START Provided data

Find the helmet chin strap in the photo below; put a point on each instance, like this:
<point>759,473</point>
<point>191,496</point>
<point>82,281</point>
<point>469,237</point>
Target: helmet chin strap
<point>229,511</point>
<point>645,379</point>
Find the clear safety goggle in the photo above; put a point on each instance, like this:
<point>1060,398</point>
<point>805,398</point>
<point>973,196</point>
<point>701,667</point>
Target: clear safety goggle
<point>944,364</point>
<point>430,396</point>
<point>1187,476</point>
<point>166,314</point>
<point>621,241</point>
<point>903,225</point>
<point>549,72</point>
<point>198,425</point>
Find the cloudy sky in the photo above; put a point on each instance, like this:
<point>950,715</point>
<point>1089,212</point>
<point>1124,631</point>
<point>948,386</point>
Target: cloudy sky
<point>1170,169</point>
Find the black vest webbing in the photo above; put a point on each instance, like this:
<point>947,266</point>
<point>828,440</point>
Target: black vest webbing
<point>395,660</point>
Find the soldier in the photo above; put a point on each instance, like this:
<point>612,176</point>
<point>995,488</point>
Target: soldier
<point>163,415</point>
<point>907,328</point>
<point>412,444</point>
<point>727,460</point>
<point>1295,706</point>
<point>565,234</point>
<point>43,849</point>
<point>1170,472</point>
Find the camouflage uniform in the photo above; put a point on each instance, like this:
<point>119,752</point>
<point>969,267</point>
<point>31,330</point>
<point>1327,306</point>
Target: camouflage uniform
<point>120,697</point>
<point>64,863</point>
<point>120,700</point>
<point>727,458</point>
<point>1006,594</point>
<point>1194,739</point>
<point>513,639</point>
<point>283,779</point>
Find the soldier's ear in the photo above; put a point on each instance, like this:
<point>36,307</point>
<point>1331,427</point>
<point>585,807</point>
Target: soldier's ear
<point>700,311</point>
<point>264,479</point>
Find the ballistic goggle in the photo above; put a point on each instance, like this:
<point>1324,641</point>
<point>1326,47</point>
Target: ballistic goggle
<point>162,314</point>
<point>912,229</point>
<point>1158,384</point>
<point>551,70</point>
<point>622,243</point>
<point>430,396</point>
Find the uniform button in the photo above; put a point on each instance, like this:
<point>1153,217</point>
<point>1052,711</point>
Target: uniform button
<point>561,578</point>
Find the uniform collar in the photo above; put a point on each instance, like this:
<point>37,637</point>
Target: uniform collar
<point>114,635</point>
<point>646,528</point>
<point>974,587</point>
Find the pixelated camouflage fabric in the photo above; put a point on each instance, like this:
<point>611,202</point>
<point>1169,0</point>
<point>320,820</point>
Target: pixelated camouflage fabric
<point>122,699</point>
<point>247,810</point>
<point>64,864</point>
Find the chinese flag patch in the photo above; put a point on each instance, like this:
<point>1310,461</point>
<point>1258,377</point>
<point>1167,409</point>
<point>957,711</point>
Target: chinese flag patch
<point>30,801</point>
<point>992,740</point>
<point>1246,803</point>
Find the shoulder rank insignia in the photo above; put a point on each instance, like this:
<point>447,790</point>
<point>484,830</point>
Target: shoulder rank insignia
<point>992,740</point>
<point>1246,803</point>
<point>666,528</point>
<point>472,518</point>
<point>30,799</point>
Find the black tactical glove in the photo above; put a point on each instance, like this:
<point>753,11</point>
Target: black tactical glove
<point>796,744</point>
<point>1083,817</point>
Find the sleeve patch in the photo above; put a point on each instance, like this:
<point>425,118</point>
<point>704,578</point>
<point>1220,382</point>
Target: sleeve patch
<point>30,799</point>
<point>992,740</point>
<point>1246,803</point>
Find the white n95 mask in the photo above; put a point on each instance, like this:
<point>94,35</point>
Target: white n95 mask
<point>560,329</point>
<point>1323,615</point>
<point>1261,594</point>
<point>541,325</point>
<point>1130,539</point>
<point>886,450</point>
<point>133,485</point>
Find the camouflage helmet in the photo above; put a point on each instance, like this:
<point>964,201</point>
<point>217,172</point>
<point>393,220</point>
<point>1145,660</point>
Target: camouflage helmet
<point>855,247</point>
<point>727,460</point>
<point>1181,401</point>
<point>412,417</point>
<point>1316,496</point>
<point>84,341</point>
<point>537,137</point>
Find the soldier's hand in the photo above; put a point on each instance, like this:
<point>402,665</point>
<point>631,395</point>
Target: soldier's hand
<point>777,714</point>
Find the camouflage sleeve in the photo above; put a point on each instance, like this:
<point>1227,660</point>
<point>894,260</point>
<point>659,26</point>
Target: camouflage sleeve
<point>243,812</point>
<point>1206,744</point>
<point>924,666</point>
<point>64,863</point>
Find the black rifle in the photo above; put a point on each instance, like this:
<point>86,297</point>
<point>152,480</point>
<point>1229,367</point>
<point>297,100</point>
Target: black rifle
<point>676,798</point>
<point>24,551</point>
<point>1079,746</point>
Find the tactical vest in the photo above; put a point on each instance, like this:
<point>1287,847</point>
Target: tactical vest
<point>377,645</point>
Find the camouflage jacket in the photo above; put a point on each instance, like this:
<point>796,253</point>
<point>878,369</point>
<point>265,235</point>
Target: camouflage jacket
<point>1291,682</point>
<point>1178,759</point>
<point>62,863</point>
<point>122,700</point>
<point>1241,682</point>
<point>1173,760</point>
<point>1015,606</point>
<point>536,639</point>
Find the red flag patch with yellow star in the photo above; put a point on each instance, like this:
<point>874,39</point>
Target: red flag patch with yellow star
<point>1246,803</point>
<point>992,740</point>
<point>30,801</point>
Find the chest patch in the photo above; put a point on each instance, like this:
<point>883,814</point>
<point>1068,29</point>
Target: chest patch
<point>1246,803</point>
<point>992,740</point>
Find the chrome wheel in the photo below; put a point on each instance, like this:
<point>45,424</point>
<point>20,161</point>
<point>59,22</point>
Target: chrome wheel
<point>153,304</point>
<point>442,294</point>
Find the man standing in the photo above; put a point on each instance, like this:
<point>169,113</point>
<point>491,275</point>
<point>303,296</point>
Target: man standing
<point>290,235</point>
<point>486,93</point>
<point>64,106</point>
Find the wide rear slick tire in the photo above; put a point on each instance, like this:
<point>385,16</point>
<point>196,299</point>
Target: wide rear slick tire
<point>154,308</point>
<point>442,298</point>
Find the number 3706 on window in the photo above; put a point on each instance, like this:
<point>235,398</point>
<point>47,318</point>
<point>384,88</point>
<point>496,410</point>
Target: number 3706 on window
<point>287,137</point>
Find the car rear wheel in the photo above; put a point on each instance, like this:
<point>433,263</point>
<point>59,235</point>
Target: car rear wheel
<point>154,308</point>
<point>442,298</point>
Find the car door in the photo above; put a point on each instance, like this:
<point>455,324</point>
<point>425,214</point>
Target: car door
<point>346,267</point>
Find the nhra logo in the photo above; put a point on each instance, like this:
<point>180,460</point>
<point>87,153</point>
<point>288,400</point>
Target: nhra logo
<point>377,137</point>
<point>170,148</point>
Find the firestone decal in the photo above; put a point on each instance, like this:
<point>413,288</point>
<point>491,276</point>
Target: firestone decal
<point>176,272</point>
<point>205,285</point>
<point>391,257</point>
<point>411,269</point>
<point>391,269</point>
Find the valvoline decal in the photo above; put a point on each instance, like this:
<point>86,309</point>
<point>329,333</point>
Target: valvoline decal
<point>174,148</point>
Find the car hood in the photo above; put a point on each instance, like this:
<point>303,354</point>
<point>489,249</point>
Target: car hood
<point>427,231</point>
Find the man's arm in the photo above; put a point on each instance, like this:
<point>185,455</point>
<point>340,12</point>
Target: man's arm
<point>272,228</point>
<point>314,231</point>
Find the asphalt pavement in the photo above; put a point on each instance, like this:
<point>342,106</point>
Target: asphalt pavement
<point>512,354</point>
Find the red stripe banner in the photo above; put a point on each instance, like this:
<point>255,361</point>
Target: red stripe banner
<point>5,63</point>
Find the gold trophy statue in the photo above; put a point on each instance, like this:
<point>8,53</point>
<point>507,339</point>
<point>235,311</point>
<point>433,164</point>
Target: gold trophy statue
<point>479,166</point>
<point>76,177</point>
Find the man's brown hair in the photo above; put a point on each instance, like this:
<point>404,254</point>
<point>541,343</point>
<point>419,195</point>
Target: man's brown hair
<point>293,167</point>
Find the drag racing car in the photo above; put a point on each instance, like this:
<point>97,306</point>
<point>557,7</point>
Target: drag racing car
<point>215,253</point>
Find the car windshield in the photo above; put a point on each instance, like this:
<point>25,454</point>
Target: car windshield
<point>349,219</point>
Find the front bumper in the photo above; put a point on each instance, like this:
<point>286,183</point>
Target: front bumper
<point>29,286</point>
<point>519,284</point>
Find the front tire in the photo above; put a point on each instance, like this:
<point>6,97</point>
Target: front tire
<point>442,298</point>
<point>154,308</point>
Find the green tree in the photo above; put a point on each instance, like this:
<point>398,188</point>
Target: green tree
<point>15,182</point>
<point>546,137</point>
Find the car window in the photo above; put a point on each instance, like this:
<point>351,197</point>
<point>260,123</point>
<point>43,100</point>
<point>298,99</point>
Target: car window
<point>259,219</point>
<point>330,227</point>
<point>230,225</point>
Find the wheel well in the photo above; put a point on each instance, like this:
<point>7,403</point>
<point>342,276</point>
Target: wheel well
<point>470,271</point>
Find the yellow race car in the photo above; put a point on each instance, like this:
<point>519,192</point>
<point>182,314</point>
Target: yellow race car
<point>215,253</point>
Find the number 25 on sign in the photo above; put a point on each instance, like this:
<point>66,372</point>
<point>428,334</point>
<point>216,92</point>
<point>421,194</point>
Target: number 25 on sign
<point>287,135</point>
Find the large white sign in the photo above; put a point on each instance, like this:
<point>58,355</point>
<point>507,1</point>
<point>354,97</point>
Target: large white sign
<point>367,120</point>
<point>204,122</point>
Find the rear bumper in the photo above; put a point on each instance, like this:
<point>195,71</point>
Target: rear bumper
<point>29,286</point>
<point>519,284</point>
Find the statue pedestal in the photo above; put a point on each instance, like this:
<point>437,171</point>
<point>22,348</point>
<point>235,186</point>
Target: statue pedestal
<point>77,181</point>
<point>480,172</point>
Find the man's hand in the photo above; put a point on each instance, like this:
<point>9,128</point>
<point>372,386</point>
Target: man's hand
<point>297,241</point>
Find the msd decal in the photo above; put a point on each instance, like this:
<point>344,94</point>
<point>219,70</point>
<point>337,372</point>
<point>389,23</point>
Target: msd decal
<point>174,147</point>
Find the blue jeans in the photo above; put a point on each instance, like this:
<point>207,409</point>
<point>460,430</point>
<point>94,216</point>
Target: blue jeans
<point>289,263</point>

END Provided data

◆ Assignment ◆
Everything above from the line containing "<point>87,153</point>" down to the line containing "<point>342,106</point>" is to be transcribed exactly, with both of those lines included and nothing else added.

◆ Written response ◆
<point>87,153</point>
<point>288,400</point>
Target: nhra logo
<point>377,137</point>
<point>170,148</point>
Find the firestone decal in the photo above; put a point on each instance, like this:
<point>413,288</point>
<point>491,276</point>
Target: firestone decal
<point>176,272</point>
<point>205,285</point>
<point>391,257</point>
<point>411,269</point>
<point>391,269</point>
Find the valvoline decal in the photo above; put a point on each instance, like this:
<point>86,309</point>
<point>329,333</point>
Target: valvoline decal
<point>174,148</point>
Find the car hood in the photo above; put a point on each instance, like this:
<point>303,354</point>
<point>489,249</point>
Target: car hood
<point>427,231</point>
Find the man's arm in the photo above; put a point on each instance, like this:
<point>185,455</point>
<point>340,12</point>
Target: man's arm
<point>272,228</point>
<point>314,231</point>
Find the asphalt pavement in the photo above; put a point on each instance, like this:
<point>342,106</point>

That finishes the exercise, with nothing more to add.